- [GIVEN TEXT]
◇ ◇ ◇ ◇ ◇ ◇ ◇

Our club did 3-4 shows each year (Friday/Saturday/Sunday) and I tended to shoot more than one event. This helps if you want to shoot some wide angle to mix with the telephoto and is easier than handling two bodies in the dark. There are also times when 2 or more groups are on the ice at a time which makes it hard to get both. Shoot from different locations if you attend multiple events. It also helps because you never know which times they will skate clean versus fall. If you only have one show, then the dress rehearsal is your backup so treat it the same. 

Other parents usually aren't as critical. It will be better than anything they get from the stands with a P&S. And they will more likely be using a video camera or buy a video if the club has one made.


----------



## FTb-n (Oct 15, 2014)

This question is right up my alley. My daughter skates with a local club and now at the level where she earns solos in the annual ice show, she has her Axel and several doubles in her repertoire. Shooting ice shows is the reason that I invested in my 70-200 f2.8L II. It's also the reason why I upgraded from an XT to a 60D, then a 7D, and now a 5D3. A 1Dx would be great, but frankly the 5D3 is filling my needs quite well.

Your T5i can handle this, but if you are going to rent, rent a 5D3. With either body, your ISO will be between 1600 and 3200. I will often go beyond.

Whether its your T5i or a rented 5D3, get to know the camera. Know how to change settings and how navigate the menu before you get to the rink. Be prepared to trouble-shoot an errant setting and to change a shooting mode in a hurry and in the dark.

Lightroom 5 is great for noise reduction. You need more with the crop body than the with the 5D3. Shoot RAW.

The key is to get lots of practice. I assume that your rink is built for hockey. The best vantage point is the players box. It gets you at ice level and you avoid the plexiglass. The 70-200 on the 5D3 has great range from this position. I typically shoot in landscape. With a crop body, things can get tight when the skater gets close forcing a vertical shot. I use a monopod with a Manfrotto tilt head and quick release. I use the collar on the lens and the tilt head on the monopod lets me tilt up or down. The collar gives me the horizontal to vertical option.

◇ ◇ ◇ ◇ ◇ ◇ ◇

- [Object pointing dataset rows]
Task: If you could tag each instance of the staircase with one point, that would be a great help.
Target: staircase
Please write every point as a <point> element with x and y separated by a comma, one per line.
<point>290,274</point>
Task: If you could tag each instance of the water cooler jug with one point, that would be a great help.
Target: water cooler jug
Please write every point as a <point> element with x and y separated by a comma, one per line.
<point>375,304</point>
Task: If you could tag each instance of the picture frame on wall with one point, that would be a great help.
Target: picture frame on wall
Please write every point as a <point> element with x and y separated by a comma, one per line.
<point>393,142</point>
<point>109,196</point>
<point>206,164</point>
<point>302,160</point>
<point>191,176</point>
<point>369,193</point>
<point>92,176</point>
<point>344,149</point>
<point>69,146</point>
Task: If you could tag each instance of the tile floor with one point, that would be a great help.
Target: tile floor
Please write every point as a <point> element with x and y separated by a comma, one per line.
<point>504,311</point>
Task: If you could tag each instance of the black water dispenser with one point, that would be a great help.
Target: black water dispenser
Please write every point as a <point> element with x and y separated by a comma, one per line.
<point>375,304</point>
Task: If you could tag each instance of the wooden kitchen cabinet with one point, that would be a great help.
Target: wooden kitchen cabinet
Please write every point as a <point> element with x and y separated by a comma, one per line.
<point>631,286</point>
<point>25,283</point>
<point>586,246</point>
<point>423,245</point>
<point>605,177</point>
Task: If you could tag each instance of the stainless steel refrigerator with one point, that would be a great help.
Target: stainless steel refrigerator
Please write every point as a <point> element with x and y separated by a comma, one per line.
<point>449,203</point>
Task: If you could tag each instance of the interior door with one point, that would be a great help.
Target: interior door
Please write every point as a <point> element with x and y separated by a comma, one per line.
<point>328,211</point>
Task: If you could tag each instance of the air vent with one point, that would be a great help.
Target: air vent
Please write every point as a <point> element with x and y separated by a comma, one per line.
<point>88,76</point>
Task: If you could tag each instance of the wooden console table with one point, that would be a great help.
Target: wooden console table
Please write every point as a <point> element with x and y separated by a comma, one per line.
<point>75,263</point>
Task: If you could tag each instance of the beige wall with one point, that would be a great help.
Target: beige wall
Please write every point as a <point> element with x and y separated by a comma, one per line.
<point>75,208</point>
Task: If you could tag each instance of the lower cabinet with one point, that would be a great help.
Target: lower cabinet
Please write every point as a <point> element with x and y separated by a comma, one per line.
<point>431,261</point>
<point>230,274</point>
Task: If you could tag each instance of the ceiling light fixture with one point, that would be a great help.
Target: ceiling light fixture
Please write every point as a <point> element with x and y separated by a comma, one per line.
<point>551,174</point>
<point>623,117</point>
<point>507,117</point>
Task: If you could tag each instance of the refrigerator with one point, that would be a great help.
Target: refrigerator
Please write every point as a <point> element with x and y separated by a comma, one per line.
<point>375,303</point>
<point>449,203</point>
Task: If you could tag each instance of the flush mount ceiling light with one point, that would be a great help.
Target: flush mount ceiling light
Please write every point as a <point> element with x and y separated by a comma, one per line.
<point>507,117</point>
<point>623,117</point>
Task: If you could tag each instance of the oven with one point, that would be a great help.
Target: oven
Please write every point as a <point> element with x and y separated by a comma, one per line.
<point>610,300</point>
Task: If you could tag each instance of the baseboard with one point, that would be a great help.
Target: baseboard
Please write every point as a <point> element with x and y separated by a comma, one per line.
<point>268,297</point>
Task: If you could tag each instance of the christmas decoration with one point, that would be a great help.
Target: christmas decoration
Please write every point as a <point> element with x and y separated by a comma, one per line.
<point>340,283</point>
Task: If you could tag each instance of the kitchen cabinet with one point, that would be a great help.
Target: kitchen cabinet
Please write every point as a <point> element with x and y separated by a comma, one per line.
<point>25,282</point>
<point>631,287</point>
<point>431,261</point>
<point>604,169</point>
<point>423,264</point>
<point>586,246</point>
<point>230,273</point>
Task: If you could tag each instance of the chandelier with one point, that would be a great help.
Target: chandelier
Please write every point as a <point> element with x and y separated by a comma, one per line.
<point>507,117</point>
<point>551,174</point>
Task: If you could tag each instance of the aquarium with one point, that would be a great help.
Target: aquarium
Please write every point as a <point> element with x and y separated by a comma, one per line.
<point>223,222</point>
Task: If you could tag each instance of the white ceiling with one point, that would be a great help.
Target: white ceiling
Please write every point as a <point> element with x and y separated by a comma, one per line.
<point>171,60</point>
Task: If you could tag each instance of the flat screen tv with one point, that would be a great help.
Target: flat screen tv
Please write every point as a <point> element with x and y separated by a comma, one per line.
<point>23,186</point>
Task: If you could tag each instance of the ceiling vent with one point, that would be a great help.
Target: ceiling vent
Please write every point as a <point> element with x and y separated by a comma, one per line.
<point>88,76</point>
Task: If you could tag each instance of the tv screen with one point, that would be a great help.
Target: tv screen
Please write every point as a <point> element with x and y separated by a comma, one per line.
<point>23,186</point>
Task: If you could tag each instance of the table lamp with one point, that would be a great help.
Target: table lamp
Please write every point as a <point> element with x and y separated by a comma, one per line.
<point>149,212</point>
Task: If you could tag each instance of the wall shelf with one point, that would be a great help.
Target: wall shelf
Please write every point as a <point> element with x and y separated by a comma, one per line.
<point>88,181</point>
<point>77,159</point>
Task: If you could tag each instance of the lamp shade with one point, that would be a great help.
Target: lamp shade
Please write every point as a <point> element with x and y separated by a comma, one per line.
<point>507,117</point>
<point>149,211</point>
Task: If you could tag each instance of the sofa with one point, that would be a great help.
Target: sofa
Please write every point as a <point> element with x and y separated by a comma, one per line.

◇ ◇ ◇ ◇ ◇ ◇ ◇

- [CHALLENGE 1]
Answer these questions about the ice show photography thread:
(a) How many shows does the first poster say the club did each year?
(b) What ISO range does FTb-n expect with either body?
(c) Which spot does FTb-n call the best vantage point at the rink?
- [CHALLENGE 2] Write a continuation of the ice show photography thread that picks up after its last sentence.

- [TASK RESULT 1]
(a) The club did 3-4 shows each year.
(b) The ISO will be between 1600 and 3200.
(c) The players box is the best vantage point.

- [TASK RESULT 2]
Shutter speed will vary with the talent of the skater and the action on the ice. 1/200 minimum for younger skaters and spirals. Pan with the skater when you shoot. For rotational jumps, 1/500 is minimum. When I shot with the 7D, I was at first afraid to go beyond 1600 and often lived with shutter speeds of 1/320-1/500. Today, I typically shoot 1/500 to 1/1000. A sharp noisy photo is better than a blurry clean one. It's easier to clean up noise than blur.

With my 70-200, cropping a shot from the 5D3 is sharper and cleaner than one from my 7D.

With the 5D3, I shoot with high FPS setting, AI SERVO, spot focusing with 8 expansion points, AF Case 2 (yes, I prefer this over Case 5 which is for erratic movement), back-button focusing, spot or partial metering, manual mode, RAW, AWB, f2.8, shutter 1/500-1/1000, and ISO 2000-4000.

Regarding the IS on your lens, leave it on. Above 1/500, it may not help, but it doesn't hurt and it will help if you must go lower. Lately, I shoot a lot at 1/1000 with it on and off and cannot say that I've noticed a difference. The biggest problem with turning it off is forgetting to turn it back on when you need it, like with a shot backstage.

Anticipation is key. Shoot during practice so you know the routines and practice your timing. Unless you use a 1Dx with 12 FPS, do NOT rely on spray and pray to get the shot. Even with the 8 FPS of the 7D, burst mode is no substitute for timing. Surprisingly, I am more likely to burst during a slow spiral than a fast jump. With the spiral, I'm looking for background and little happens between frames. With jumps, a lot can happen between frames at 8 FPS. Split jumps are often the best to shoot because you can get some hang time at the peek of the jump. I do often burst a couple frames when I try to get the apex of the jump (sometimes due to a heavy finger). This is what you want to shoot. For rotational jumps, get the take-off, try to get the apex, than the the landing. Single jumps are tough. If the skater is facing you during the take-off and landing, they then face away from you during the apex of the jump. Just about ever point in between these can be very unflattering.

The 7d and the 5D3 are great for tracking the skater. Use AI Servo. But understand how it works. It keeps track of movement to predict where the subject will be when you trip the shutter. Skater's change direction frequently and can through off the AI Servo. This is a bigger problem for Rebel's than the 7D and 5D3. To get around this, get in the habit of lifting your finger off the shutter briefly when the skater changes direction. I assume that you are "riding" the shutter (or back focus button) to track the skater. With AI Servo, ride it, that is, be sure to pre-focus for at least second before shooting. This gives the chip more info to predict the focus when the shutter trips.

The other issue that you will run into with the 5Ti is it's buffer. Even if you aren't bursting lots of shots, you can still shoot a bunch in a hurry and fill up that buffer. The key here is to know the routine and don't fill the buffer getting the take-off to a jump. Save a couple frames for the apex and landing.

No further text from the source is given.